====== Testo della pagina ======

Alla fine del Medioevo (ma ancora in tempi relativamente recenti), s’inventarono addirittura specifiche “statuette da grattare”, le Schabfiguren o Schabmadonnen. Queste figurine e madonnine di terra (presa da un dato santuario oppure mescolata con frammenti di una reliquia) erano dunque create a partire da una matrice, un’immagine miracolosa da cui estrarre la polvere da ingerire per curare patologie fisiologiche o mali spirituali. In modo analogo, fin dal XI secolo, si procedeva d’altronde anche con gli Agnus Dei, “sacramentali”riprodotti serialmente in cera, benedetti e consacrati dal Papa con cerimonia ad hoc durante la Pasqua, poi spediti ai quattro angoli del mondo. Questi portavano impressa l’immagine dell’Agnello accovacciato sul libro dell’Apocalissi e, sull’altra faccia, uno o più santi, iscrizioni insieme allo stemma pontificale. Una fonte di fine Seicento racconta della guarigione di una certa Maria Giuseppa delle Clarisse di Borgo di Valsugana, guarita da un male incurabile grazie all’ingestione di un pezzetto d’Agnus Dei; stessa terapeutica usata per il mal di denti di suor Eleonora Serafina Teresia.

Si sa, gli sviluppi delle tecnologie fanno evolvere anche le pratiche e le abitudini. Con l’invenzione della stampa, nel Quattrocento, appaiono santini eduli e Schluckbildchen (immaginette da ingoiare), figurine miracolose stampate in serie del cui commercio si occupavano parrocchie e santuari. Sorta di talismani cristiani da ingerire, questo tipo di santini servivano a essere sciolti, macinati o ridotti in bocconcini allo scopo di curare malattie e allontanare il male: san Biagio curava gli acciacchi di gola, la Vergine Maria favoriva la fertilità femminile, sant’Elena Imperatrice alleviava l’epilessia, sant’Agata curava la sterilità, san Bruno la peste e liberava i possessi ecc.

======

◆ Compiti dell'esercizio:
A - Trascrivi parola per parola il passo del testo sulle immagini sacre da ingerire, da "Si sa, gli sviluppi" fino a "i possessi ecc." compreso.
B - Conta quante righe dei record contengono la parola "knife" e scrivi soltanto il numero.

====== Record dei dati ======

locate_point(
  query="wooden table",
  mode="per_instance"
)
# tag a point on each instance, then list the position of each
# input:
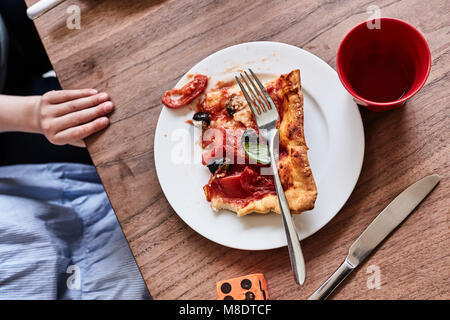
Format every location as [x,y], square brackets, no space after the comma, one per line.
[137,49]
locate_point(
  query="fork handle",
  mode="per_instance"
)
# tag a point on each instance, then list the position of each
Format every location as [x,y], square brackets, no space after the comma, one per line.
[295,251]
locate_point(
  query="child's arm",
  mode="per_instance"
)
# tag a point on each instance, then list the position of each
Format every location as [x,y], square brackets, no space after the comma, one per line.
[64,117]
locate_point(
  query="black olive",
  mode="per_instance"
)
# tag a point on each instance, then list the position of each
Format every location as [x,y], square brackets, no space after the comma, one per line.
[216,164]
[250,136]
[203,117]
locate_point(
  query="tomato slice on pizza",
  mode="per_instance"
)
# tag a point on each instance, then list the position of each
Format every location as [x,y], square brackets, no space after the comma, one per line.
[237,183]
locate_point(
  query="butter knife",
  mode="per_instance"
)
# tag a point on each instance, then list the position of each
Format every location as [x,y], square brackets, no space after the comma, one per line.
[377,231]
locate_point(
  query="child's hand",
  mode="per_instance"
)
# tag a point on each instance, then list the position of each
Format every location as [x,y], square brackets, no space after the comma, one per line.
[69,116]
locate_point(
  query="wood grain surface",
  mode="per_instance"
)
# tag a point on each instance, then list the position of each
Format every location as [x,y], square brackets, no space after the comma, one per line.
[137,49]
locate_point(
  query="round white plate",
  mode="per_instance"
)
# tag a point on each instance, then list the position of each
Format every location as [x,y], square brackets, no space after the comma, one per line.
[333,130]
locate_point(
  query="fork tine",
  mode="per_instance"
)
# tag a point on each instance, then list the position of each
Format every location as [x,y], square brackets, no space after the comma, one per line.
[247,97]
[257,102]
[265,105]
[264,91]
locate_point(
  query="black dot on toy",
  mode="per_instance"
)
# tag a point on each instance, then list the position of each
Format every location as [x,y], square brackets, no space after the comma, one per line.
[246,284]
[226,287]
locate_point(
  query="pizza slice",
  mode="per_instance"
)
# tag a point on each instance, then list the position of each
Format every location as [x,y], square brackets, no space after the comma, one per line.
[237,184]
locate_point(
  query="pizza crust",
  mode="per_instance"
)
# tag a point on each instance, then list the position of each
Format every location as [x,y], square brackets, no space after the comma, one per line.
[293,167]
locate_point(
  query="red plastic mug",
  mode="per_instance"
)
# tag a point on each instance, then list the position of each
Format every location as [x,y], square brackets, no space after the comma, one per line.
[384,64]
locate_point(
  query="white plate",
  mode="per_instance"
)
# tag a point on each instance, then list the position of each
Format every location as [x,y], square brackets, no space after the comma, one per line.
[333,130]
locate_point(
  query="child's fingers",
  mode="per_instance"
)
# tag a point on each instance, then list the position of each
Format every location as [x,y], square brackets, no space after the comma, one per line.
[79,143]
[60,96]
[80,104]
[83,116]
[81,132]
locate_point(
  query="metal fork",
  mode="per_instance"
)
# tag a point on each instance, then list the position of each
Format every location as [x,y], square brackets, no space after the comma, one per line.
[266,116]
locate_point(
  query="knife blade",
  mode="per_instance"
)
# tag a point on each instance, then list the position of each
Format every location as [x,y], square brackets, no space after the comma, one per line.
[377,231]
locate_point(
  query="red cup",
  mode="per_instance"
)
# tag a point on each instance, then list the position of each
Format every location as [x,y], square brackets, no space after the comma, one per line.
[383,64]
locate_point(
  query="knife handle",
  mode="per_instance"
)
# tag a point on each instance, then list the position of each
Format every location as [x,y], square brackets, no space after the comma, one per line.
[41,7]
[336,278]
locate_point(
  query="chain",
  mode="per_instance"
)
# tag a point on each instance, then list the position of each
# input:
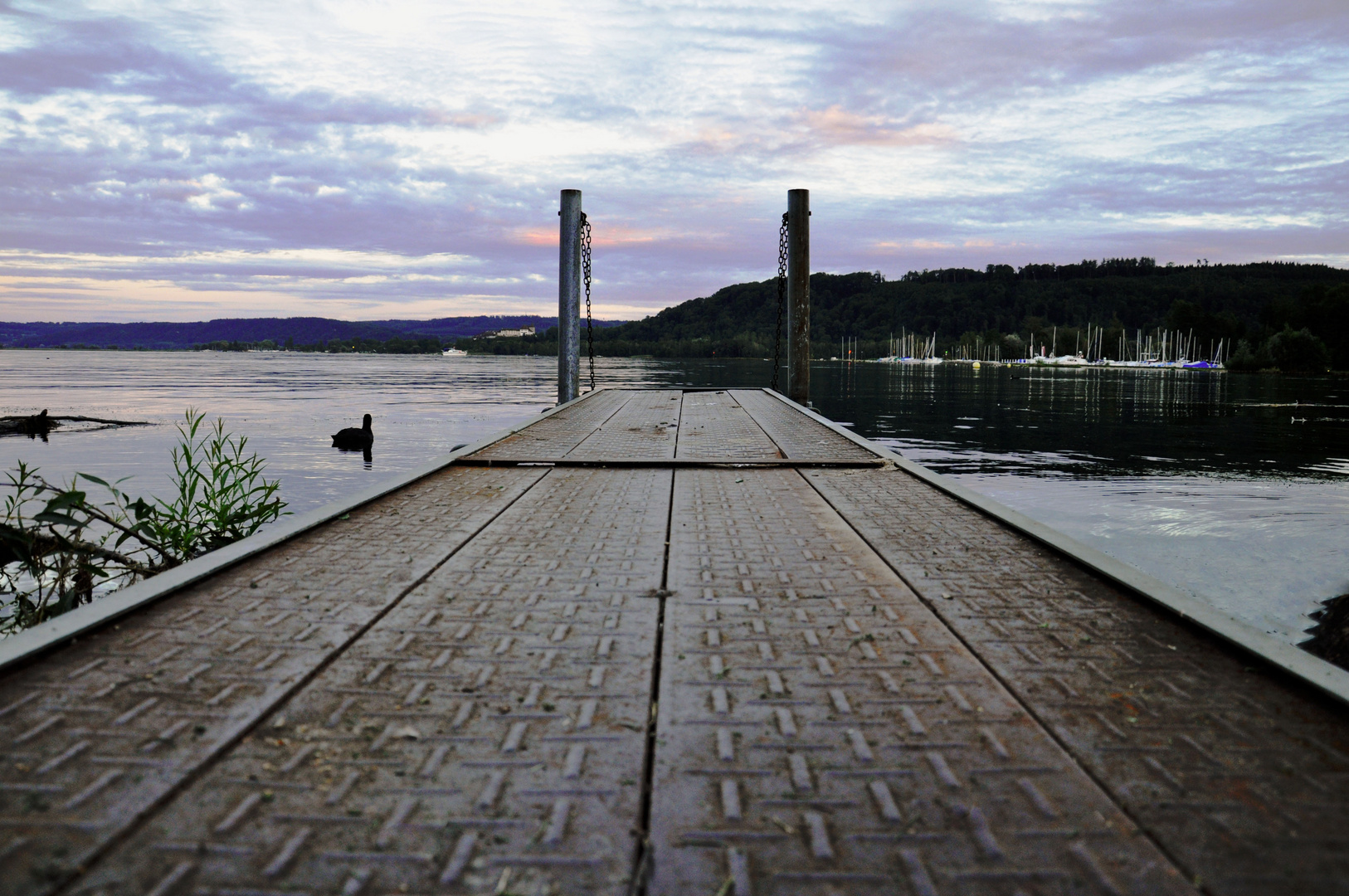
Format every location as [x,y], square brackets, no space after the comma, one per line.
[782,297]
[590,329]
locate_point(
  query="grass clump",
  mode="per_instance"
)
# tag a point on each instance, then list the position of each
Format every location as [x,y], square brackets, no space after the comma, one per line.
[60,544]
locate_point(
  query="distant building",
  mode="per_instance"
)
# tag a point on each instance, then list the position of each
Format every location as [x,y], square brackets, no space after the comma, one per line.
[523,331]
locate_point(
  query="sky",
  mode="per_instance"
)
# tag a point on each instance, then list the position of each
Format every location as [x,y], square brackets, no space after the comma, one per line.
[185,161]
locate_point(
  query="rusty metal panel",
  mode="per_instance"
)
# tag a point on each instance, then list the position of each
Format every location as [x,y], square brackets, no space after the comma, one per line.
[486,736]
[94,734]
[644,426]
[795,433]
[715,426]
[1240,775]
[555,436]
[822,732]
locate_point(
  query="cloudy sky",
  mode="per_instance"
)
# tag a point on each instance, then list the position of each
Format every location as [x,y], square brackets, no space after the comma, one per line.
[166,159]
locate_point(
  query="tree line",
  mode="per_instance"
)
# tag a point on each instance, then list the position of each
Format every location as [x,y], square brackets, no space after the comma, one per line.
[1269,314]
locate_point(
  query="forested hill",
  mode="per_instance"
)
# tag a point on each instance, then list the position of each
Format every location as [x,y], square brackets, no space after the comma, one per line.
[254,329]
[1006,307]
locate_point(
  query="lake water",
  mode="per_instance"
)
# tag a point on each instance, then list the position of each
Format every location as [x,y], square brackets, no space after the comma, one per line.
[1230,487]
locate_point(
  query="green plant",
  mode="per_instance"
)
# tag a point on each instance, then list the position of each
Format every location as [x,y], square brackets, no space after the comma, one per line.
[57,544]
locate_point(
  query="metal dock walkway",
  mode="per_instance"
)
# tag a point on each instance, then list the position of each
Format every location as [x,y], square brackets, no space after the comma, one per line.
[638,670]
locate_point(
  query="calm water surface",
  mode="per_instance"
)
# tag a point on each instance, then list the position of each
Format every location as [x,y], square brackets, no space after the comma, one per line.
[1230,487]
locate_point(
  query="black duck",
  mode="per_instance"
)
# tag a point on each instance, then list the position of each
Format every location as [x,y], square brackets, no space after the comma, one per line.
[353,439]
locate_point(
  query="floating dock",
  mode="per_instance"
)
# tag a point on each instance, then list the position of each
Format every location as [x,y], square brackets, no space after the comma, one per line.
[665,643]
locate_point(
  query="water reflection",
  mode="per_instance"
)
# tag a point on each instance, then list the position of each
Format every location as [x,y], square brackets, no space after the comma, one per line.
[1210,482]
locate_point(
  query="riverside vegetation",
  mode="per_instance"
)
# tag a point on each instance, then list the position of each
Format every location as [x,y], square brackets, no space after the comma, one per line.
[60,545]
[1269,314]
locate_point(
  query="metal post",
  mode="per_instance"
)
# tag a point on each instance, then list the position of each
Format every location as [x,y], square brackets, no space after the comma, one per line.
[799,296]
[569,297]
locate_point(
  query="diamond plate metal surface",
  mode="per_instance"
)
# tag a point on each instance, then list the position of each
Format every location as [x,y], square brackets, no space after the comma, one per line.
[644,426]
[450,691]
[94,734]
[822,732]
[1241,775]
[793,432]
[485,736]
[715,426]
[556,435]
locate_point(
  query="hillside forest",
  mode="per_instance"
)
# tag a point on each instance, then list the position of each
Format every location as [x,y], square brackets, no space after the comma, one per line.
[1269,314]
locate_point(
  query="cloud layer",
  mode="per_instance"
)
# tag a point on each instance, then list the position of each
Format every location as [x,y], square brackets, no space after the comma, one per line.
[178,161]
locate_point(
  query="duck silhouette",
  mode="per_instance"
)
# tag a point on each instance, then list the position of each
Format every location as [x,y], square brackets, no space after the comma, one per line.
[37,426]
[353,439]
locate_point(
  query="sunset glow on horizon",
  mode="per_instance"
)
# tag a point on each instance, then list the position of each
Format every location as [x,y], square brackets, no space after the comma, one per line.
[187,161]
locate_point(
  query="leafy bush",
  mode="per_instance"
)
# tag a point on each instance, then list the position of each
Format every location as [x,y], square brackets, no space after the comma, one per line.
[1248,359]
[1298,350]
[57,545]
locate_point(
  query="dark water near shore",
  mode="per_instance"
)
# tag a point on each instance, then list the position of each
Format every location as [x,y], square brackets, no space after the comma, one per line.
[1232,487]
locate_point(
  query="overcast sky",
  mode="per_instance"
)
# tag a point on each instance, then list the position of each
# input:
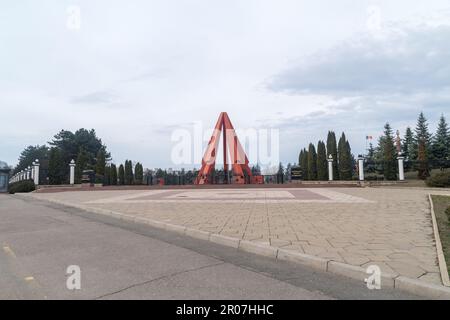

======

◆ Risposte ai compiti:
A -
Si sa, gli sviluppi delle tecnologie fanno evolvere anche le pratiche e le abitudini. Con l’invenzione della stampa, nel Quattrocento, appaiono santini eduli e Schluckbildchen (immaginette da ingoiare), figurine miracolose stampate in serie del cui commercio si occupavano parrocchie e santuari. Sorta di talismani cristiani da ingerire, questo tipo di santini servivano a essere sciolti, macinati o ridotti in bocconcini allo scopo di curare malattie e allontanare il male: san Biagio curava gli acciacchi di gola, la Vergine Maria favoriva la fertilità femminile, sant’Elena Imperatrice alleviava l’epilessia, sant’Agata curava la sterilità, san Bruno la peste e liberava i possessi ecc.

B - 3